Stored dataset items
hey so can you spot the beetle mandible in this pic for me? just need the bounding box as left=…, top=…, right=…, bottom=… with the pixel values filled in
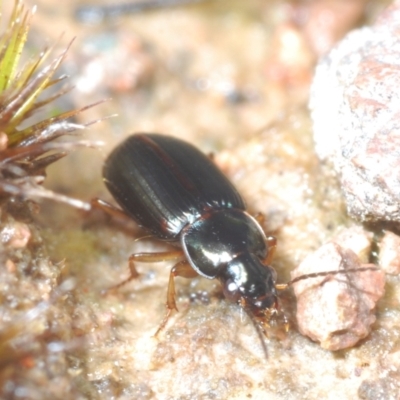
left=99, top=133, right=280, bottom=332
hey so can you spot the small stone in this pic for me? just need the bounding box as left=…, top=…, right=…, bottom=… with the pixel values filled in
left=299, top=0, right=367, bottom=56
left=265, top=23, right=314, bottom=88
left=333, top=226, right=373, bottom=263
left=0, top=221, right=31, bottom=248
left=310, top=1, right=400, bottom=222
left=379, top=231, right=400, bottom=275
left=291, top=242, right=385, bottom=350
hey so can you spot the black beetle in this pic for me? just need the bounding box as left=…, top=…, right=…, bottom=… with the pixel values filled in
left=98, top=133, right=379, bottom=349
left=100, top=133, right=279, bottom=333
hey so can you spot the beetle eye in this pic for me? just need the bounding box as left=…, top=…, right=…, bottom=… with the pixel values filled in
left=222, top=279, right=241, bottom=303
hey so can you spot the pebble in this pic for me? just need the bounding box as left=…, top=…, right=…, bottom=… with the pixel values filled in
left=291, top=242, right=385, bottom=350
left=379, top=230, right=400, bottom=275
left=310, top=1, right=400, bottom=222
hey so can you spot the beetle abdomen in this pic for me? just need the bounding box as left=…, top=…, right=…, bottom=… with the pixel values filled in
left=103, top=134, right=245, bottom=239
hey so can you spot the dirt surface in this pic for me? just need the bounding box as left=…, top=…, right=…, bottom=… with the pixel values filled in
left=1, top=1, right=399, bottom=400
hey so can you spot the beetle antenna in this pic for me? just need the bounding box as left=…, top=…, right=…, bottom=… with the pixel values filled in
left=276, top=266, right=379, bottom=290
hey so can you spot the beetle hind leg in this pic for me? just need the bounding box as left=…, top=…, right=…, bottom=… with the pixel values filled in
left=154, top=260, right=198, bottom=336
left=91, top=198, right=131, bottom=220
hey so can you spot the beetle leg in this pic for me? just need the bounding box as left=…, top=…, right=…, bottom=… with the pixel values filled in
left=254, top=212, right=265, bottom=225
left=105, top=250, right=184, bottom=293
left=166, top=260, right=198, bottom=311
left=91, top=198, right=130, bottom=220
left=252, top=212, right=277, bottom=264
left=264, top=236, right=277, bottom=264
left=154, top=260, right=198, bottom=336
left=252, top=212, right=277, bottom=265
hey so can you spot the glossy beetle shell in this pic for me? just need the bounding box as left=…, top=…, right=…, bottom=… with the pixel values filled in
left=103, top=133, right=277, bottom=313
left=103, top=133, right=245, bottom=240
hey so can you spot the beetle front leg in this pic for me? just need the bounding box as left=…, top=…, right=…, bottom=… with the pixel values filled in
left=253, top=212, right=265, bottom=225
left=252, top=212, right=277, bottom=266
left=154, top=260, right=198, bottom=336
left=264, top=236, right=277, bottom=265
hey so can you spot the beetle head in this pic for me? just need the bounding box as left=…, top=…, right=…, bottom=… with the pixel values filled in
left=221, top=253, right=278, bottom=315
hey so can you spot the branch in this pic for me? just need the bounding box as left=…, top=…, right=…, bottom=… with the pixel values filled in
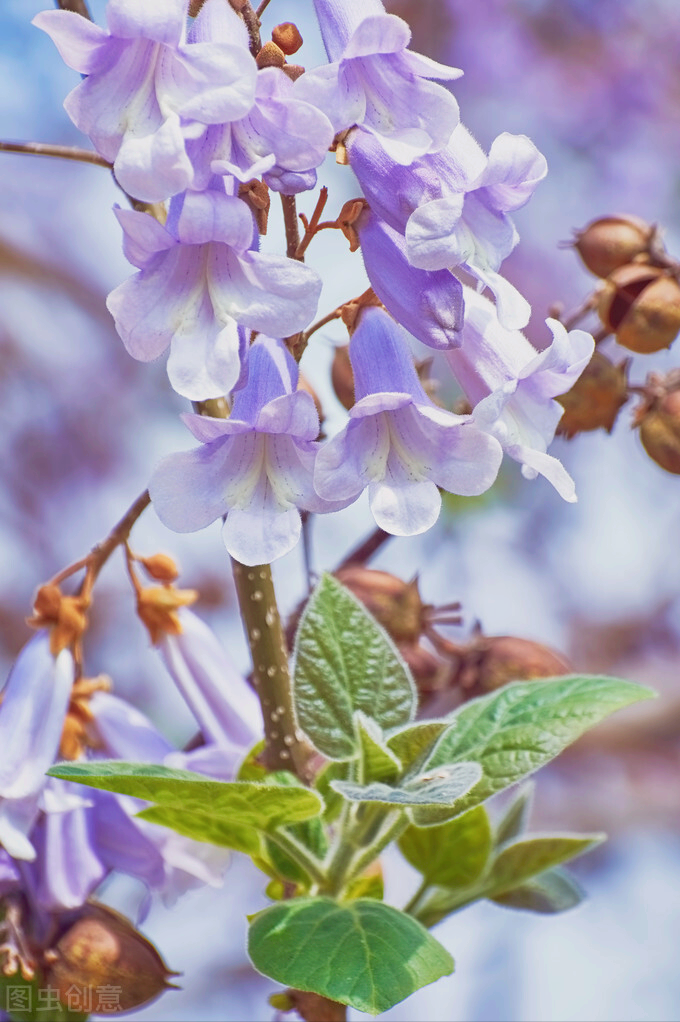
left=334, top=526, right=392, bottom=571
left=0, top=141, right=110, bottom=168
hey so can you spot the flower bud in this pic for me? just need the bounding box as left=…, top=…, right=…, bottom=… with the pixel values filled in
left=634, top=380, right=680, bottom=474
left=455, top=635, right=570, bottom=698
left=331, top=345, right=355, bottom=409
left=282, top=64, right=305, bottom=82
left=138, top=553, right=179, bottom=584
left=272, top=23, right=303, bottom=56
left=256, top=41, right=286, bottom=69
left=45, top=903, right=178, bottom=1014
left=334, top=567, right=425, bottom=644
left=137, top=585, right=198, bottom=645
left=598, top=265, right=680, bottom=354
left=573, top=214, right=653, bottom=278
left=29, top=585, right=89, bottom=656
left=557, top=352, right=629, bottom=437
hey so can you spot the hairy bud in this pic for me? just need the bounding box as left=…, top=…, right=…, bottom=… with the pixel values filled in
left=573, top=214, right=653, bottom=278
left=331, top=345, right=355, bottom=409
left=256, top=41, right=286, bottom=69
left=598, top=265, right=680, bottom=353
left=557, top=351, right=629, bottom=437
left=29, top=584, right=89, bottom=656
left=137, top=585, right=198, bottom=644
left=272, top=23, right=303, bottom=56
left=44, top=904, right=178, bottom=1014
left=138, top=553, right=180, bottom=584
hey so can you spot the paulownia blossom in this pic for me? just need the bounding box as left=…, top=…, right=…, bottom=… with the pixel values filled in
left=107, top=187, right=322, bottom=401
left=297, top=0, right=462, bottom=164
left=187, top=0, right=334, bottom=194
left=314, top=306, right=503, bottom=535
left=348, top=124, right=547, bottom=329
left=446, top=286, right=595, bottom=501
left=150, top=337, right=346, bottom=565
left=34, top=0, right=258, bottom=202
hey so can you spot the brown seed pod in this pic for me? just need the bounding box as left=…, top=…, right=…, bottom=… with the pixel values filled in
left=272, top=22, right=303, bottom=56
left=557, top=351, right=629, bottom=437
left=636, top=387, right=680, bottom=475
left=330, top=345, right=355, bottom=410
left=573, top=214, right=653, bottom=278
left=44, top=904, right=178, bottom=1015
left=334, top=567, right=426, bottom=644
left=598, top=265, right=680, bottom=353
left=398, top=641, right=448, bottom=696
left=454, top=635, right=571, bottom=698
left=256, top=41, right=286, bottom=69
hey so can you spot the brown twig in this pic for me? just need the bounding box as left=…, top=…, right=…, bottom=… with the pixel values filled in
left=235, top=0, right=263, bottom=57
left=296, top=187, right=329, bottom=259
left=334, top=526, right=392, bottom=572
left=255, top=0, right=274, bottom=15
left=80, top=490, right=151, bottom=597
left=0, top=141, right=111, bottom=169
left=56, top=0, right=92, bottom=17
left=561, top=293, right=598, bottom=331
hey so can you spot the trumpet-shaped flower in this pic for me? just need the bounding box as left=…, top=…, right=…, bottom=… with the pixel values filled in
left=298, top=1, right=461, bottom=163
left=34, top=0, right=258, bottom=202
left=446, top=287, right=595, bottom=501
left=107, top=188, right=322, bottom=400
left=356, top=208, right=464, bottom=350
left=0, top=633, right=73, bottom=861
left=314, top=306, right=503, bottom=534
left=348, top=125, right=546, bottom=329
left=150, top=337, right=345, bottom=565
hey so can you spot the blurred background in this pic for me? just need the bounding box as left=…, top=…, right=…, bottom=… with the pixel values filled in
left=2, top=0, right=680, bottom=1018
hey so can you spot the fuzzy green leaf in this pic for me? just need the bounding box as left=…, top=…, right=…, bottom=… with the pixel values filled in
left=399, top=806, right=493, bottom=888
left=492, top=867, right=585, bottom=914
left=331, top=762, right=481, bottom=808
left=292, top=574, right=416, bottom=759
left=248, top=897, right=453, bottom=1015
left=485, top=833, right=604, bottom=897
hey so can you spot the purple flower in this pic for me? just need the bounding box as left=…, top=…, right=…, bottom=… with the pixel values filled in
left=150, top=337, right=345, bottom=565
left=348, top=125, right=546, bottom=329
left=157, top=607, right=262, bottom=778
left=314, top=307, right=503, bottom=534
left=356, top=208, right=464, bottom=350
left=297, top=2, right=461, bottom=164
left=0, top=633, right=73, bottom=860
left=107, top=188, right=322, bottom=400
left=446, top=287, right=595, bottom=501
left=34, top=0, right=257, bottom=202
left=186, top=2, right=334, bottom=194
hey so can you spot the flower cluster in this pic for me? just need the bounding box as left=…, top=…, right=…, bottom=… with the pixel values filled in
left=36, top=0, right=594, bottom=564
left=0, top=615, right=261, bottom=918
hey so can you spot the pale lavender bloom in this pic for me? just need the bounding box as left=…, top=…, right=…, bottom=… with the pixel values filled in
left=349, top=125, right=546, bottom=329
left=314, top=307, right=503, bottom=534
left=33, top=0, right=257, bottom=202
left=446, top=287, right=595, bottom=501
left=150, top=337, right=344, bottom=565
left=297, top=2, right=461, bottom=164
left=356, top=208, right=464, bottom=350
left=186, top=1, right=334, bottom=194
left=107, top=188, right=321, bottom=400
left=157, top=607, right=262, bottom=778
left=0, top=633, right=73, bottom=861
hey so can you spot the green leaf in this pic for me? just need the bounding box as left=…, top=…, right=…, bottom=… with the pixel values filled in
left=248, top=897, right=454, bottom=1015
left=386, top=720, right=448, bottom=774
left=345, top=867, right=384, bottom=902
left=292, top=574, right=416, bottom=759
left=418, top=675, right=654, bottom=820
left=331, top=762, right=482, bottom=808
left=313, top=760, right=347, bottom=824
left=49, top=763, right=323, bottom=851
left=491, top=867, right=585, bottom=914
left=494, top=783, right=534, bottom=847
left=399, top=806, right=492, bottom=888
left=354, top=712, right=402, bottom=783
left=485, top=833, right=604, bottom=897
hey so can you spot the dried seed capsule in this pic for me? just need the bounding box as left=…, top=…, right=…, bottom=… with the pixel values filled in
left=45, top=904, right=178, bottom=1014
left=455, top=635, right=571, bottom=697
left=256, top=41, right=286, bottom=69
left=334, top=566, right=425, bottom=644
left=637, top=388, right=680, bottom=474
left=272, top=22, right=303, bottom=56
left=573, top=214, right=653, bottom=278
left=398, top=641, right=448, bottom=696
left=599, top=265, right=680, bottom=353
left=557, top=351, right=629, bottom=437
left=331, top=345, right=355, bottom=410
left=138, top=553, right=179, bottom=583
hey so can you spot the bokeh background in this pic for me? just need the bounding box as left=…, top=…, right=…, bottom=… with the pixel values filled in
left=2, top=0, right=680, bottom=1019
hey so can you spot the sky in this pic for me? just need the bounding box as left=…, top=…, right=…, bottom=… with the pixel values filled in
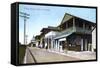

What is expected
Retype, exactly as written, each line from the one containing "hey so can you spot the bokeh" through the end of the data above, and leave out every picture.

Answer to this task
hey so can you spot the bokeh background in this pic for me? just need the bounding box as left=…, top=…, right=…, bottom=… with the pixel values filled in
left=2, top=0, right=680, bottom=1019
hey so can you spot the sky in this pic for me? just need the bounding box as left=…, top=…, right=…, bottom=… with the pixel values filled in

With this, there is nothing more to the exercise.